:: TEXT UNDER STUDY

Tinnitus study revises protocol and patient-facing documents as result of PPI feedback

Dr Marina Salorio-Corbetto, who is studying how tinnitus affects adults who use cochlear implants and the effectiveness of sound therapy in improving tinnitus symptoms, initially asked the panel to review the participant information sheet (PIS), consent form and questionnaire for her project.

This review was carried out by panel members via email and the volunteers’ feedback on their readability, coherence and phrasing helped Dr Salorio-Corbetto – who does not suffer from hearing loss – gain more understanding of what it’s like to live with this condition.

But their feedback also showed the range of difficulties experienced by those with hearing loss – and that while doctors can scientifically predict its effects, this may not accurately reflect the day-to-day reality for people living with the condition.

::::

• REQUIRED TASKS:
A) Rewrite the tinnitus study text from "Tinnitus study revises" to "with this condition.", putting "group" in place of "panel".
B) Extend the text on the tinnitus study by writing what comes after its final sentence.

:: RECORDED INFORMATION

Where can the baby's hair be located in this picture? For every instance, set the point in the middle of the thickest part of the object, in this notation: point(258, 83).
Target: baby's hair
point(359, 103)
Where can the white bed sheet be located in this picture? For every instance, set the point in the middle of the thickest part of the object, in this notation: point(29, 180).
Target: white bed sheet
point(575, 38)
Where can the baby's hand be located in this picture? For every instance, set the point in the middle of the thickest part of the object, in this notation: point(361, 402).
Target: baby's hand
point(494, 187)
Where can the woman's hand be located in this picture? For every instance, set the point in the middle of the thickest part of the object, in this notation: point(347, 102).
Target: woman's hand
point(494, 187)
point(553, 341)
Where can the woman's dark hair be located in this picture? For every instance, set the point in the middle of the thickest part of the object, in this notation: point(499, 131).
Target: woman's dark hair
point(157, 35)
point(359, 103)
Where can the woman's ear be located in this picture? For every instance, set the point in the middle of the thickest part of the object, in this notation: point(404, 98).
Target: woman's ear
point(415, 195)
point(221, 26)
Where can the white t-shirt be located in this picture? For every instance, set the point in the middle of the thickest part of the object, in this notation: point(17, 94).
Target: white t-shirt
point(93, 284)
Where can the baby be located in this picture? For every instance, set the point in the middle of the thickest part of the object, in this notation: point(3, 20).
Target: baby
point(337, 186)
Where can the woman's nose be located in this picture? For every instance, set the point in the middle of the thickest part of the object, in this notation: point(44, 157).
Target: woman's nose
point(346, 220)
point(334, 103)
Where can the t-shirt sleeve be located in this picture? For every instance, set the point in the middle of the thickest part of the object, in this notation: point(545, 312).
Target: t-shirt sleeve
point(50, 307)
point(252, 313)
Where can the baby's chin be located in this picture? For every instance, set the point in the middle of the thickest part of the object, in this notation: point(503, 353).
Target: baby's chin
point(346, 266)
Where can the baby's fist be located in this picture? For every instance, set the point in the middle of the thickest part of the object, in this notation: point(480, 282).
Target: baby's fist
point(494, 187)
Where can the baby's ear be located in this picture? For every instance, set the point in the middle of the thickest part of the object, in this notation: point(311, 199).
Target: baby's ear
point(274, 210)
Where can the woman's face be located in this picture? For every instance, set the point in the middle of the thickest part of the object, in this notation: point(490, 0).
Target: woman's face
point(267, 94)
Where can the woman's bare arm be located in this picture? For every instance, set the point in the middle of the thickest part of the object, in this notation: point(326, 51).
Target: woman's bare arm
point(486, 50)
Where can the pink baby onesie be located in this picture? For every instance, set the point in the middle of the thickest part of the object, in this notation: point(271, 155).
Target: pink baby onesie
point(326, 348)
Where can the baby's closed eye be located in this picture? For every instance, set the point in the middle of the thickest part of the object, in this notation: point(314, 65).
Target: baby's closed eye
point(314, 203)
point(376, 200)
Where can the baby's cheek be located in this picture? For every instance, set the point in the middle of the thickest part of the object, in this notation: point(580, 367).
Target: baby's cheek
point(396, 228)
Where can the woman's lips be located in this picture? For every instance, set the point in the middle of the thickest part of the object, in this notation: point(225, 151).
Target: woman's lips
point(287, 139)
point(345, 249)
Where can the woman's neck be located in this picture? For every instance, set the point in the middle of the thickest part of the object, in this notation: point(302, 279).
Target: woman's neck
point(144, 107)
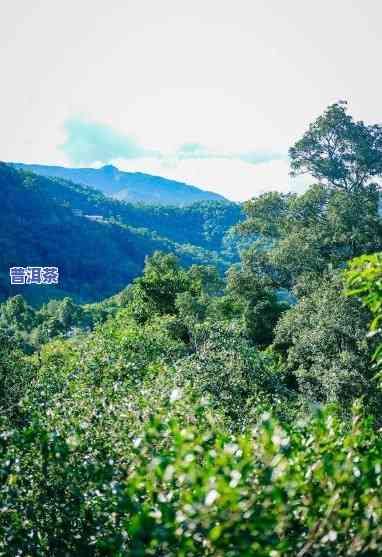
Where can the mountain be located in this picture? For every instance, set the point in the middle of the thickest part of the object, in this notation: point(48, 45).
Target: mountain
point(99, 244)
point(134, 187)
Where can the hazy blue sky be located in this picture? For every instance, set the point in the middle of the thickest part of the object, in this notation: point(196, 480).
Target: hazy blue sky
point(211, 92)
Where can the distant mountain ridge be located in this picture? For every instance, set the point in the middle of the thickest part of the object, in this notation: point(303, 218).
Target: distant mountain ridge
point(134, 187)
point(99, 244)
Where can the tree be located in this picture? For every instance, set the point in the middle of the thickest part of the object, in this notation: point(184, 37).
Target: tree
point(338, 151)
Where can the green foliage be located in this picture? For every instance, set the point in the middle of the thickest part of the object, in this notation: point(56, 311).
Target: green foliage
point(363, 280)
point(194, 416)
point(46, 222)
point(311, 232)
point(339, 151)
point(323, 339)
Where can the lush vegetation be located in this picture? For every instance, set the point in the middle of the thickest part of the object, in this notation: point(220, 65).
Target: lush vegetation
point(134, 187)
point(48, 222)
point(195, 415)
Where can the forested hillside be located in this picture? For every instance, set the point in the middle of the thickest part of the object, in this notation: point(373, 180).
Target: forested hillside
point(195, 414)
point(134, 187)
point(51, 222)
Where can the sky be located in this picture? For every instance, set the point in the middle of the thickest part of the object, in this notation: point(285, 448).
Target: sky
point(209, 92)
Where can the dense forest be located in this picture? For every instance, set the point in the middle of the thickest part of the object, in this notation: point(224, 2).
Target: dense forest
point(97, 243)
point(135, 187)
point(196, 412)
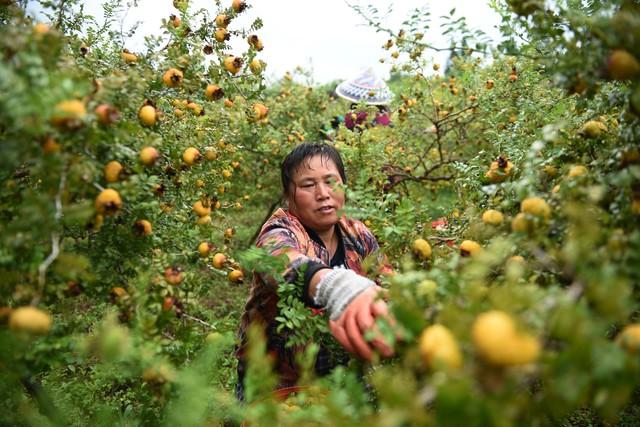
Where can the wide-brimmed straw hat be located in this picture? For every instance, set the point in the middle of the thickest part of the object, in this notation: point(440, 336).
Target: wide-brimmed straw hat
point(367, 88)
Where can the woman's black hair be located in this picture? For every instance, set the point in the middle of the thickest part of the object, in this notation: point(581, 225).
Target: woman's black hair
point(303, 153)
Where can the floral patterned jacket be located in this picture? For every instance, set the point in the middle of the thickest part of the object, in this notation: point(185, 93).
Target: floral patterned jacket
point(283, 233)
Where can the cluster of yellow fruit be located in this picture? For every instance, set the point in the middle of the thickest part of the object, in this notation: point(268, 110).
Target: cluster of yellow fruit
point(495, 339)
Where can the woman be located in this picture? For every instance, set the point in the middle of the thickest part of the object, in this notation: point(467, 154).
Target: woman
point(325, 251)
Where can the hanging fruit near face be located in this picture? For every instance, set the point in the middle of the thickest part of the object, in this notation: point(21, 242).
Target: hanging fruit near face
point(108, 202)
point(255, 42)
point(172, 77)
point(232, 64)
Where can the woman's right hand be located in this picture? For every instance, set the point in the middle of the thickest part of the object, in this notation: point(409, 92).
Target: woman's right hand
point(359, 318)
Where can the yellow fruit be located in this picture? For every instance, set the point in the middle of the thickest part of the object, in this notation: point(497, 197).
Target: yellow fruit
point(69, 114)
point(497, 341)
point(238, 6)
point(112, 171)
point(221, 35)
point(260, 111)
point(214, 92)
point(255, 42)
point(106, 114)
point(30, 320)
point(629, 338)
point(535, 206)
point(128, 57)
point(422, 248)
point(622, 65)
point(499, 170)
point(108, 202)
point(492, 217)
point(219, 260)
point(200, 209)
point(191, 156)
point(470, 248)
point(148, 156)
point(172, 77)
point(143, 227)
point(256, 66)
point(235, 276)
point(576, 171)
point(439, 348)
point(148, 115)
point(593, 129)
point(232, 64)
point(520, 223)
point(204, 248)
point(222, 21)
point(173, 275)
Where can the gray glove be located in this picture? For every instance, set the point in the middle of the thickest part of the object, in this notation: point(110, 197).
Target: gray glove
point(338, 288)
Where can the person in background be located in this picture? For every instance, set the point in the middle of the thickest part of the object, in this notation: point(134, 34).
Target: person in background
point(369, 89)
point(325, 250)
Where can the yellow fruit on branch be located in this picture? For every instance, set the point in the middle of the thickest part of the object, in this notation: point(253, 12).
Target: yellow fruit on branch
point(255, 42)
point(108, 202)
point(222, 21)
point(219, 260)
point(535, 206)
point(204, 248)
point(593, 129)
point(621, 65)
point(148, 156)
point(470, 248)
point(492, 217)
point(256, 66)
point(214, 92)
point(260, 111)
point(107, 114)
point(143, 227)
point(238, 6)
point(69, 114)
point(148, 115)
point(112, 171)
point(439, 348)
point(422, 248)
point(521, 224)
point(173, 77)
point(235, 276)
point(233, 64)
point(499, 170)
point(498, 342)
point(173, 275)
point(191, 156)
point(221, 35)
point(30, 320)
point(201, 209)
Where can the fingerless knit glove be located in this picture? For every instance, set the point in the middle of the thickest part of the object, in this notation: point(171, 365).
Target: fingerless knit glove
point(338, 288)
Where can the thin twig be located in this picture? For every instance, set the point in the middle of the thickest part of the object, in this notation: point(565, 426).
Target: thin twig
point(55, 243)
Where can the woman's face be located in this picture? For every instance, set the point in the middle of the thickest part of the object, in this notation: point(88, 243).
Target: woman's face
point(315, 196)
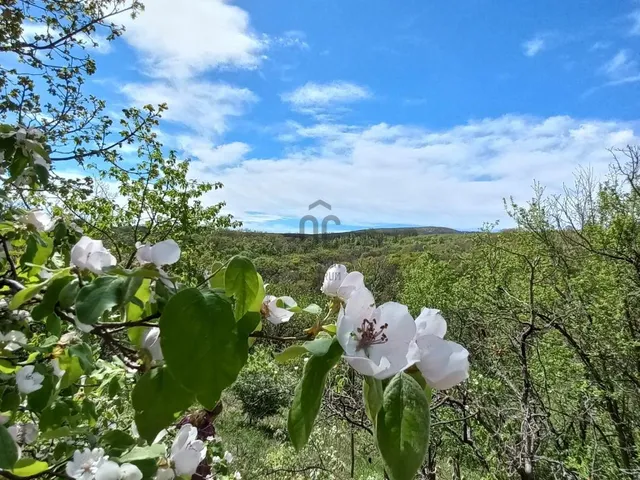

::::

• PER-TASK ANSWERS:
A)
Tinnitus study revises protocol and patient-facing documents as result of PPI feedback

Dr Marina Salorio-Corbetto, who is studying how tinnitus affects adults who use cochlear implants and the effectiveness of sound therapy in improving tinnitus symptoms, initially asked the group to review the participant information sheet (PIS), consent form and questionnaire for her project.

This review was carried out by group members via email and the volunteers’ feedback on their readability, coherence and phrasing helped Dr Salorio-Corbetto – who does not suffer from hearing loss – gain more understanding of what it’s like to live with this condition.

B)
Dr Salorio-Corbetto took on board many of the PPI panel members’ recommendations but it also became clear to her that her research would benefit from a tinnitus-specific PPI group, including people with varying degrees of hearing loss and with symptoms of tinnitus. Dr Salorio-Corbetto now plans to set this up to help improve the sound therapy intervention and feedback on the research as it evolves.


Feedback from the panel also led to a research-protocol amendment, which Dr Salorio-Corbetto agrees has helped make her research more attractive to potential participants.

The testing sound therapy on participants was originally set to last for one day but panel members felt that this was too long – especially if those taking part did not live locally or had other things to do.

This was accepted and the protocol amended from 7 hours for the testing sound therapy to 4 hours.